## What you need to do
The response has to be every entry, printed word for word.

[Point localization data]
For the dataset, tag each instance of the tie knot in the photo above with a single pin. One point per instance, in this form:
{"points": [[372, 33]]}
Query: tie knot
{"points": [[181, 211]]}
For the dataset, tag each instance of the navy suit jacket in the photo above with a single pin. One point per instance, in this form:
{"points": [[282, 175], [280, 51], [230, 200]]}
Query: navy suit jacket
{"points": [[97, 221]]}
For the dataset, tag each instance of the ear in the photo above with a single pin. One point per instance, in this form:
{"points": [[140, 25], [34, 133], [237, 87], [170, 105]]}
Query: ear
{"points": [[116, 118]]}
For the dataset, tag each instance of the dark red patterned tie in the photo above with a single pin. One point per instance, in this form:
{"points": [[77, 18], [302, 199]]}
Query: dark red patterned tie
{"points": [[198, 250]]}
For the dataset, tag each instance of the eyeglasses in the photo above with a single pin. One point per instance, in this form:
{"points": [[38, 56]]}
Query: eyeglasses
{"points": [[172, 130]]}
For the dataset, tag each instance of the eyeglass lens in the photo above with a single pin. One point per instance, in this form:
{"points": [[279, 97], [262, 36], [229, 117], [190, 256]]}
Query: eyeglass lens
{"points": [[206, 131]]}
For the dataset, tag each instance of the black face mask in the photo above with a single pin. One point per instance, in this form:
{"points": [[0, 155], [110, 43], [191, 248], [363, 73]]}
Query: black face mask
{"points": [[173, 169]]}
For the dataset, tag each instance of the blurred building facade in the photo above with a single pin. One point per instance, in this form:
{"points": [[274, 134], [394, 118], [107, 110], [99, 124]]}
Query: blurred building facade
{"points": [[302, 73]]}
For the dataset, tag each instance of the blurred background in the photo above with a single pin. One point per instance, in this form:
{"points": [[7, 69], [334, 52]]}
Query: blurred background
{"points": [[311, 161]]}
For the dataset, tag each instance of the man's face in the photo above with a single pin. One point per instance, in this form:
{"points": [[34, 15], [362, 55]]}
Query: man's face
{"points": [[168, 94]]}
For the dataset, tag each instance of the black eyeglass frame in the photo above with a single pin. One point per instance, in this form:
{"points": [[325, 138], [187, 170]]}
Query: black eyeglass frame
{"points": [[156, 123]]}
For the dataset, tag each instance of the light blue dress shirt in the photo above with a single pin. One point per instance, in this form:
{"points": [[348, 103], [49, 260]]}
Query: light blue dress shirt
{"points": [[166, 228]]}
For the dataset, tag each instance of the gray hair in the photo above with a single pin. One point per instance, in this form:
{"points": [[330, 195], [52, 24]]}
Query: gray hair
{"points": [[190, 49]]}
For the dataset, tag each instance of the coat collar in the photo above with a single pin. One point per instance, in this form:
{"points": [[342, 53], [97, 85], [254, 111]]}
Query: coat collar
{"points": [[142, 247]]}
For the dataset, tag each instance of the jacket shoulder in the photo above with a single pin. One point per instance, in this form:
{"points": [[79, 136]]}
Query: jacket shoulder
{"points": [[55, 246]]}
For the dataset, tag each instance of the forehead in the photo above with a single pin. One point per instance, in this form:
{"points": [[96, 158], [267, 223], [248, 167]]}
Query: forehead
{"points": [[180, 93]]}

## Answer area
For the dataset, tag each instance of the tie knot in the photo above with a single pin. One point per instance, in this form:
{"points": [[372, 33]]}
Query: tie knot
{"points": [[181, 211]]}
For the dataset, tag each instance of the navy suit jacket in the photo above with a single pin. One point per instance, in this form:
{"points": [[282, 175], [280, 51], [230, 200]]}
Query: navy suit jacket
{"points": [[97, 221]]}
For the dataset, tag each instance of the ear in the photo above with a single pin. One point per instance, in this form:
{"points": [[140, 25], [34, 133], [237, 87], [170, 105]]}
Query: ear
{"points": [[116, 118]]}
For the dataset, tag each instance of the dark red patterned tie in the photo above with a single pin. One point per instance, in this form:
{"points": [[77, 18], [302, 199]]}
Query: dark red patterned tie
{"points": [[198, 250]]}
For the dataset, tag each instance of the eyeglasses in the photo above with a single pin. One point per instance, in this form:
{"points": [[38, 56]]}
Query: eyeglasses
{"points": [[172, 130]]}
For the dataset, tag each instance of the eyeglass lens in the photo above with a single pin. One point per instance, in this form:
{"points": [[279, 97], [262, 36], [229, 117], [190, 256]]}
Query: eyeglass lens
{"points": [[206, 131]]}
For the dataset, tag each instance of the black face mask in the photo above with a single pin. One point per instance, in this form:
{"points": [[0, 155], [110, 43], [191, 248], [363, 73]]}
Query: black face mask
{"points": [[173, 169]]}
For the dataset, tag each instance of the blurred building facade in the photo above with a single pin. One point per instance, in this form:
{"points": [[274, 134], [394, 118], [107, 110], [99, 124]]}
Query: blurred building facade
{"points": [[302, 73]]}
For the dataset, tag each instance of the blurred background in the photo above with a single pin. One point per instance, in this form:
{"points": [[7, 69], [334, 52]]}
Query: blurred background
{"points": [[311, 161]]}
For the dataset, tag each instance of the man's face in the photo above with a single pin. One point per instance, in this form:
{"points": [[34, 15], [362, 55]]}
Query: man's face
{"points": [[168, 94]]}
For the dataset, tag each instance of the black eyeglass frame in the photo above with a single pin. One point per instance, in this form:
{"points": [[325, 138], [187, 170]]}
Query: black eyeglass frame
{"points": [[156, 123]]}
For the dataset, tag each instance of the light blue dress shirt in the photo above with a single pin. One point per instance, in this form:
{"points": [[348, 103], [49, 260]]}
Query: light blue dress shirt
{"points": [[166, 228]]}
For the dataset, tag each instance of the gray hair in the photo above with a single pin. One point per instance, in this form:
{"points": [[330, 195], [52, 24]]}
Query: gray hair
{"points": [[190, 49]]}
For the dataset, tag each instance of the coat collar in the photo above with a single pin. One point per instance, in this form:
{"points": [[342, 53], [97, 85], [254, 111]]}
Query: coat collar
{"points": [[142, 247]]}
For the dataset, tag each instance of the jacket shoulder in the photo above with a single pin. One point per instance, in this form:
{"points": [[79, 136]]}
Query: jacket shoulder
{"points": [[55, 246]]}
For the dataset, tag each instance of the forehead in the photo above with a single pin. One point per instance, in this form:
{"points": [[96, 158], [267, 223], [248, 167]]}
Query: forehead
{"points": [[180, 93]]}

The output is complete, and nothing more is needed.